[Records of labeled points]
>> Start
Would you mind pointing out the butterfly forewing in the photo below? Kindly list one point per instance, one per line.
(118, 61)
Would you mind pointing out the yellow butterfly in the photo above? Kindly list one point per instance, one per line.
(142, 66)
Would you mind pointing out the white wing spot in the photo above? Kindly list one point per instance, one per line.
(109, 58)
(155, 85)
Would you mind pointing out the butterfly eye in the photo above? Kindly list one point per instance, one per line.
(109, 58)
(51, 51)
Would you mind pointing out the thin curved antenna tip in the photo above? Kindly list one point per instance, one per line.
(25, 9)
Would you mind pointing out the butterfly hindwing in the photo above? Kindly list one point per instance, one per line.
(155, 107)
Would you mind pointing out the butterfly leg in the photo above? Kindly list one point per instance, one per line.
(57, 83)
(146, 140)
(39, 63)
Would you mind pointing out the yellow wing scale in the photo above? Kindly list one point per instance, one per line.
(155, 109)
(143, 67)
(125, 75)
>> End
• Request
Present every line of the material above as a numbered list, omitting any blank lines.

• Result below
1. Would you mind pointing out the butterfly forewing in the photo below? Kindly list one point per instance, one per line.
2. (118, 61)
3. Would you mind pointing out the yellow butterfly in the photo above? Kindly list one point per instance, one per line.
4. (142, 66)
5. Would you mind pointing out the white wing spot in the photo above? Kindly list one point per instance, one per line.
6. (109, 58)
7. (155, 85)
8. Would you mind pointing out the butterfly eye in the photo above? Kindly list one point per instance, one per line.
9. (109, 58)
10. (51, 51)
11. Would you mind pointing out the thin curved antenna tip in the photo above? Kindly list one point per instance, one per line.
12. (25, 9)
13. Would you mind pointing out the butterfly hindwing in the photo above? Kindly list one point per instance, one per line.
14. (155, 107)
15. Would you mind pointing out the butterfly leg in the photo above? Kindly list one point per instance, one per line.
16. (57, 83)
17. (146, 140)
18. (39, 63)
19. Would you mind pointing out the yellow wing scale in the photo above? Kindly list one point per instance, one per line.
20. (155, 109)
21. (143, 67)
22. (125, 75)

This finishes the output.